WHAT TO DO: Nothing but the lines from the one that contains "Is there at least one snow-covered ground" to the end of the records should be printed, both ends included, exactly as given.

DATA RECORDS:
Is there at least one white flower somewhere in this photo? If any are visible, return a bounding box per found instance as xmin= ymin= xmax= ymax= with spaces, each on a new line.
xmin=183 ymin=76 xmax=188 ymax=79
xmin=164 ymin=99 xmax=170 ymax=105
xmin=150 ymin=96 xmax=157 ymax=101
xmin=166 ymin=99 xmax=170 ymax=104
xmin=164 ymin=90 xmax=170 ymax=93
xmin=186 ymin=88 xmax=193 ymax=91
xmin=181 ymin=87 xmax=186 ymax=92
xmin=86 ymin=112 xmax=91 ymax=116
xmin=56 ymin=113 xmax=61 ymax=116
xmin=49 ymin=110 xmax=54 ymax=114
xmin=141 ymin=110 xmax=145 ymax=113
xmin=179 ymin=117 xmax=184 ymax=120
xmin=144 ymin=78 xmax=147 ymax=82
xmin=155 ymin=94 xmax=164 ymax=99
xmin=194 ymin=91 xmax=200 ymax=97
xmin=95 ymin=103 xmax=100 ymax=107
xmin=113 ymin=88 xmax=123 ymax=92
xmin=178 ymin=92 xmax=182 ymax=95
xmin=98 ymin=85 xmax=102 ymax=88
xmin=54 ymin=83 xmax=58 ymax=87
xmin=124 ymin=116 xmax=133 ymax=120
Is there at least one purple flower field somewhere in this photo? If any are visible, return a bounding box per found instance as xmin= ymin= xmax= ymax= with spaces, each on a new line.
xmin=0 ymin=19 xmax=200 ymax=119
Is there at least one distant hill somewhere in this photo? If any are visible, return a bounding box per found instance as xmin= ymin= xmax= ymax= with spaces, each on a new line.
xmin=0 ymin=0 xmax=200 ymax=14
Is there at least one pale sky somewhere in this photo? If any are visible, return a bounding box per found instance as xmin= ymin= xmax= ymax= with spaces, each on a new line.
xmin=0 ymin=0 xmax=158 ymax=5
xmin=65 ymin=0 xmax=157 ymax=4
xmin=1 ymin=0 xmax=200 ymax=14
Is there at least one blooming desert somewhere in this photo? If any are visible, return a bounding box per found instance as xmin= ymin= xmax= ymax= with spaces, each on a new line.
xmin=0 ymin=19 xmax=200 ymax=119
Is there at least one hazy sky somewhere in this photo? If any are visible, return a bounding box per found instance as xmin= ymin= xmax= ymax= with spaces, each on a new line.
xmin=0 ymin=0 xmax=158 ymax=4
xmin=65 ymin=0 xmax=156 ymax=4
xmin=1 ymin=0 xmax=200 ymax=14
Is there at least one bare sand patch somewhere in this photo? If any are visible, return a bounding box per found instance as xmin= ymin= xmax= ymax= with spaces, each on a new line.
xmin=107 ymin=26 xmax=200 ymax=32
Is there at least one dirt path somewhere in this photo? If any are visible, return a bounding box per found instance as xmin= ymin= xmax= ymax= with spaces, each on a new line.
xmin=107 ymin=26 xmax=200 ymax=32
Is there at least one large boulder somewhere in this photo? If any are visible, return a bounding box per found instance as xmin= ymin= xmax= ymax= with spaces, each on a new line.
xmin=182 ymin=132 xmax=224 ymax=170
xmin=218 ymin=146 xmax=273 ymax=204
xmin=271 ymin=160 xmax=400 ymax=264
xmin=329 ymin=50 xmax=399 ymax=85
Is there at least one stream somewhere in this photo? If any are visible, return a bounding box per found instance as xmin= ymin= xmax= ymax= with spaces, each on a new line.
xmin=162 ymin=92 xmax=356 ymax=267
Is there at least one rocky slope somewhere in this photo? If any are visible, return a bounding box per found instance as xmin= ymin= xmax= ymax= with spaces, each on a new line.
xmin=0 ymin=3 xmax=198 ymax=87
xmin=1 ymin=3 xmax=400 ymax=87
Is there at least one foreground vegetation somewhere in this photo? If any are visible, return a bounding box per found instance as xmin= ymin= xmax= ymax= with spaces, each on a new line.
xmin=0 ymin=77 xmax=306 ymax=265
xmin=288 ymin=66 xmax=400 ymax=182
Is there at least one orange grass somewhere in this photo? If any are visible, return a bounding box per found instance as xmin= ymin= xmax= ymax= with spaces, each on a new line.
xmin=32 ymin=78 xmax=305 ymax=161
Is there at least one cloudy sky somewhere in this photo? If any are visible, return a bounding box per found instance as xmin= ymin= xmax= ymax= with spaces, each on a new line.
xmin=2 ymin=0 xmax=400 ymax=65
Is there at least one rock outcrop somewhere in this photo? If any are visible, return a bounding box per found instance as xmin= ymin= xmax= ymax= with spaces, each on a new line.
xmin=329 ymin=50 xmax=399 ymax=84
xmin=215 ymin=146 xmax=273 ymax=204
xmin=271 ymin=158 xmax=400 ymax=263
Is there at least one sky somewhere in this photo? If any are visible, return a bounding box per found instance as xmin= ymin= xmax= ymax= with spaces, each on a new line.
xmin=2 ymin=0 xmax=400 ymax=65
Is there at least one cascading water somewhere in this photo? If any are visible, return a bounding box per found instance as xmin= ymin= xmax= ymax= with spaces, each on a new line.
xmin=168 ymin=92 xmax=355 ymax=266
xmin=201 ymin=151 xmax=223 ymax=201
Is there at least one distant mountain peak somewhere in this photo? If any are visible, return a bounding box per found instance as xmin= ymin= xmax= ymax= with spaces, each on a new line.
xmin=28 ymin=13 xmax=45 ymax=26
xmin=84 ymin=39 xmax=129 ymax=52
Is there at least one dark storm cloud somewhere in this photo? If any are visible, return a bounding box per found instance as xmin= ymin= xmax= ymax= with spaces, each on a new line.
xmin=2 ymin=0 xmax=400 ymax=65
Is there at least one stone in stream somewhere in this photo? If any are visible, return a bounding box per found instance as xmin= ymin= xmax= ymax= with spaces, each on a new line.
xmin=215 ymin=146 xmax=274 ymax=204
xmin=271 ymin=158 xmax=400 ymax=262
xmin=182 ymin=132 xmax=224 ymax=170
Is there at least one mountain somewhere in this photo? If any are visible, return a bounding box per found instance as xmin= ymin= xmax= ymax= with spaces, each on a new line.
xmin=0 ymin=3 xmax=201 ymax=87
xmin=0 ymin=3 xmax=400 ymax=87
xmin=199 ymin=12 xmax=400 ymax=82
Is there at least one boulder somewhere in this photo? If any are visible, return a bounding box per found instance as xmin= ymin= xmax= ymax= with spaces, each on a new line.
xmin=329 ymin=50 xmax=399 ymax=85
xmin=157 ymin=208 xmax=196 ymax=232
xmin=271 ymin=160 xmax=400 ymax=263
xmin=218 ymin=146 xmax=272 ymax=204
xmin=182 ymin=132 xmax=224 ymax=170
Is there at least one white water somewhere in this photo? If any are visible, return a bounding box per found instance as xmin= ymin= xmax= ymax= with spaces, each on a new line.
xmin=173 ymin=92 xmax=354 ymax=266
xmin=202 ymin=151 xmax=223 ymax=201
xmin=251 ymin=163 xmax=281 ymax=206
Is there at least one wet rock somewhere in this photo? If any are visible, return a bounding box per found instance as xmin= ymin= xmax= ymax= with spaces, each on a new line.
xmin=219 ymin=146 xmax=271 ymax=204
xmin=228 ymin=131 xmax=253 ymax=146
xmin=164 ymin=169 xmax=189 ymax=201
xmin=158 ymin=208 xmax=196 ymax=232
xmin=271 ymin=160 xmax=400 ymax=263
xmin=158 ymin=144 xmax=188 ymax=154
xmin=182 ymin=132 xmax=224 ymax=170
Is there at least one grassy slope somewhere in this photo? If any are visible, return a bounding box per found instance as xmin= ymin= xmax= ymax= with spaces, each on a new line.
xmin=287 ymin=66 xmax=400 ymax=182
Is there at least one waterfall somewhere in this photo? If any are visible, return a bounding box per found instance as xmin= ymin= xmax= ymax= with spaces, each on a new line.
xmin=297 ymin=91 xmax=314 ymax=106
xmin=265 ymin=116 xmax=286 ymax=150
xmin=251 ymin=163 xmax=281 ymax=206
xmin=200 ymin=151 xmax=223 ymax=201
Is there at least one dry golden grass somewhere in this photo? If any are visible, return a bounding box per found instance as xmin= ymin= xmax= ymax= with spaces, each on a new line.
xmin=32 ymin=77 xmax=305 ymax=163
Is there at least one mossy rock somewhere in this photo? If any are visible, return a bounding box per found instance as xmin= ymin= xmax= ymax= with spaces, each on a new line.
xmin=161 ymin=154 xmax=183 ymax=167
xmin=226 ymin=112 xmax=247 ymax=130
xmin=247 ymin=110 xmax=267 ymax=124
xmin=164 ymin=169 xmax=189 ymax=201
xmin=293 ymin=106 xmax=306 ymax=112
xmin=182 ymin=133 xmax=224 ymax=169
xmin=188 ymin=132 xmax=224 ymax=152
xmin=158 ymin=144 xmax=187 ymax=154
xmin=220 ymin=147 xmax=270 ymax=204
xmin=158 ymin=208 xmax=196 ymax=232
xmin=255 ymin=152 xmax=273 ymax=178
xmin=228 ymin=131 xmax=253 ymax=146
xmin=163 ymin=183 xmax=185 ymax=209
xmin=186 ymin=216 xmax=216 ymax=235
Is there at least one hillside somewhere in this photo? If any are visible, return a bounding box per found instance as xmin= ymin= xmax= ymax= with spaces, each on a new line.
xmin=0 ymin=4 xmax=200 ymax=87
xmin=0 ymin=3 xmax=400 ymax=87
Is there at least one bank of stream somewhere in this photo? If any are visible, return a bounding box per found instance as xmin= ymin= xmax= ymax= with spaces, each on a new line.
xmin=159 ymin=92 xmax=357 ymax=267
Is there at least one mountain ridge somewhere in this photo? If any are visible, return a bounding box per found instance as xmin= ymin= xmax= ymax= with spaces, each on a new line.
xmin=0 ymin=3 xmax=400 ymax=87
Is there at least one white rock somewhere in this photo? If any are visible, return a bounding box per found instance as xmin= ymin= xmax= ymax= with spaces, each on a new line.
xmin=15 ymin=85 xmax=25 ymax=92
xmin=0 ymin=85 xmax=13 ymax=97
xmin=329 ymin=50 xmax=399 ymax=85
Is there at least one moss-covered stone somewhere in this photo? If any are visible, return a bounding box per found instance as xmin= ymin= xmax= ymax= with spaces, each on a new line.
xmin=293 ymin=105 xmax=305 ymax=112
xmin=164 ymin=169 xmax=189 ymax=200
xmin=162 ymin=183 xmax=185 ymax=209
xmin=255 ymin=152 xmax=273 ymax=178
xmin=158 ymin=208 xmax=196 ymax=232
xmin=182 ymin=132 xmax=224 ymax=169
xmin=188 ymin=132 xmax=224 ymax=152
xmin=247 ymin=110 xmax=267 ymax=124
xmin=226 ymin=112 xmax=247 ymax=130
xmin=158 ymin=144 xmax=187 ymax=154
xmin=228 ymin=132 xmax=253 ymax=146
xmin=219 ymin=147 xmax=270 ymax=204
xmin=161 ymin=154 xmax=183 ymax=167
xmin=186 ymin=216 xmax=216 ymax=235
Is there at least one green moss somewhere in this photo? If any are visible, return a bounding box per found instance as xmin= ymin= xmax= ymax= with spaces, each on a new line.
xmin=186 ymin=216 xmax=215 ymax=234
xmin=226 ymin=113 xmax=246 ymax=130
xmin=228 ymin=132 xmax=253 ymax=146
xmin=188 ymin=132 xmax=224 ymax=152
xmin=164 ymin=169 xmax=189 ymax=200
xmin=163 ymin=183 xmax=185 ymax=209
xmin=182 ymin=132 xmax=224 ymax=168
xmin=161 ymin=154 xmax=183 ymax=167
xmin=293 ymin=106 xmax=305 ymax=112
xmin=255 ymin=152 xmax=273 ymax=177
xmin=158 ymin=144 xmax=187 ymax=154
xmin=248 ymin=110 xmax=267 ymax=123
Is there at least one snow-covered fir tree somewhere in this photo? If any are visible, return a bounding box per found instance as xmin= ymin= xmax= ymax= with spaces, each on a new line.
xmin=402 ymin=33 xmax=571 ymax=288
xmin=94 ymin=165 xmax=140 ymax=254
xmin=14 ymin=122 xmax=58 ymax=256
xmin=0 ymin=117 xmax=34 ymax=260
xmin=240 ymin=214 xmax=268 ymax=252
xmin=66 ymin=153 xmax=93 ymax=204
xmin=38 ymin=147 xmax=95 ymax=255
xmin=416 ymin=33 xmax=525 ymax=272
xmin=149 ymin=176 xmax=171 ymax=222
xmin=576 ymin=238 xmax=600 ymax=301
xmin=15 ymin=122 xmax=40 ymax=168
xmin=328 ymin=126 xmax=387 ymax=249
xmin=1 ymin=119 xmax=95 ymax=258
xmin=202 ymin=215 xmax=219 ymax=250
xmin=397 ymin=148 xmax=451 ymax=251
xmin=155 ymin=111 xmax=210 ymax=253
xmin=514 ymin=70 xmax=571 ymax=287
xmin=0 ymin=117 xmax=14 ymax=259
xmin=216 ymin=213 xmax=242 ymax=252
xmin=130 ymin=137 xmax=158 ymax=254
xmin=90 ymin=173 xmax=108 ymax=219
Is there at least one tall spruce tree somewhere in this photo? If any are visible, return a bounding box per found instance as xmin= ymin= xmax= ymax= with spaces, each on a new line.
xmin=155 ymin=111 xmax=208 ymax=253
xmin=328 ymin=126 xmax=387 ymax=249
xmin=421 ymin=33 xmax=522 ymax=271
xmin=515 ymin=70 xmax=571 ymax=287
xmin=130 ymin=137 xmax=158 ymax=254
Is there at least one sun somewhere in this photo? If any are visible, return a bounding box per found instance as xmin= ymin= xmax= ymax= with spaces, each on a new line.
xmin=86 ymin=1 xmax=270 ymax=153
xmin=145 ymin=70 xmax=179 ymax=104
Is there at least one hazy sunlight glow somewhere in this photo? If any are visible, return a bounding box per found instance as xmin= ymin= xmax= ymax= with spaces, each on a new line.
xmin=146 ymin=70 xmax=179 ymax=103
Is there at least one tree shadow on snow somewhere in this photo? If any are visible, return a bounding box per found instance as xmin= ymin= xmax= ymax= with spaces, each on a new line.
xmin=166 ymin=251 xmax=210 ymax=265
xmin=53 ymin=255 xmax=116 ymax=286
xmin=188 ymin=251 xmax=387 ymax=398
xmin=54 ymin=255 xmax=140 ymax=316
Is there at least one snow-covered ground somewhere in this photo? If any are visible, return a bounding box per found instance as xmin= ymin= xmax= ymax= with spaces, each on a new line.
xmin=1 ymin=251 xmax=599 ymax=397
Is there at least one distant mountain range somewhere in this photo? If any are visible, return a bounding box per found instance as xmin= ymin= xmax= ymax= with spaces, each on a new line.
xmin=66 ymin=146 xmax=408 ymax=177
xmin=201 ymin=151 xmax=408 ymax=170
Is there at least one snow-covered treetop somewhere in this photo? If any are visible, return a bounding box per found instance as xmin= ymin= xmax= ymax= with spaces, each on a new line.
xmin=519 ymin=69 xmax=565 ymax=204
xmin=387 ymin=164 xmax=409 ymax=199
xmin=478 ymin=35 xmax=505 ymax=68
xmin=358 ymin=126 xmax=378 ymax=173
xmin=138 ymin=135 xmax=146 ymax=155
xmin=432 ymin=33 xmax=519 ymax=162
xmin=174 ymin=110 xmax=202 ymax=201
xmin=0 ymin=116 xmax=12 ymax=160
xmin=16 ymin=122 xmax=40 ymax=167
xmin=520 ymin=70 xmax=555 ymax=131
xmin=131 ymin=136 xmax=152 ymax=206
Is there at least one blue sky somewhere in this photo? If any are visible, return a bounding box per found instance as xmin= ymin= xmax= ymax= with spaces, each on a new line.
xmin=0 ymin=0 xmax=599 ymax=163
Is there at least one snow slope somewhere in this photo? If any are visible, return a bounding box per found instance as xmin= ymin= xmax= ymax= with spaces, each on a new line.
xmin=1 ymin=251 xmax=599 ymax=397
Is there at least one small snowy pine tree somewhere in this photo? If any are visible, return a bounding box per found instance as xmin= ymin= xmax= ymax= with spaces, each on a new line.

RESULT OF THE EXERCISE:
Is there at least one snow-covered ground somewhere in this photo? If any are visible, return a bounding box per found instance as xmin= ymin= xmax= ymax= with spaces, each on a new line.
xmin=1 ymin=251 xmax=599 ymax=397
Is there at least one distant mountain range somewhere in this photo? If any are visible, return a bounding box per found instance as xmin= ymin= xmax= ymax= with spaces, each on a new line.
xmin=66 ymin=146 xmax=408 ymax=177
xmin=201 ymin=151 xmax=408 ymax=170
Is there at least one snow-covered treetop somewhere in this photo? If any are visible, return a bounding box per found instance as xmin= ymin= xmax= ymax= with spaces, each on a new line.
xmin=519 ymin=69 xmax=565 ymax=204
xmin=387 ymin=164 xmax=409 ymax=199
xmin=478 ymin=35 xmax=505 ymax=68
xmin=358 ymin=126 xmax=378 ymax=173
xmin=138 ymin=135 xmax=146 ymax=155
xmin=432 ymin=33 xmax=519 ymax=162
xmin=174 ymin=110 xmax=202 ymax=201
xmin=0 ymin=116 xmax=12 ymax=160
xmin=16 ymin=122 xmax=40 ymax=167
xmin=520 ymin=70 xmax=555 ymax=131
xmin=131 ymin=136 xmax=152 ymax=206
Is there at least one blue sky somewhere in this photo? If any are visible, return a bounding box per found instance as xmin= ymin= xmax= ymax= with spaces, each on a new line.
xmin=0 ymin=0 xmax=599 ymax=163
Is there at least one snow slope somewhere in this photo? If any are visible, return a bounding box per found instance as xmin= ymin= xmax= ymax= with spaces, each on a new line.
xmin=1 ymin=251 xmax=599 ymax=397
Is there at least one small snowy pine tree somewhere in this photo? If any are visible, return a bounding box per found instance as xmin= ymin= xmax= ymax= with spaces, each on a new line.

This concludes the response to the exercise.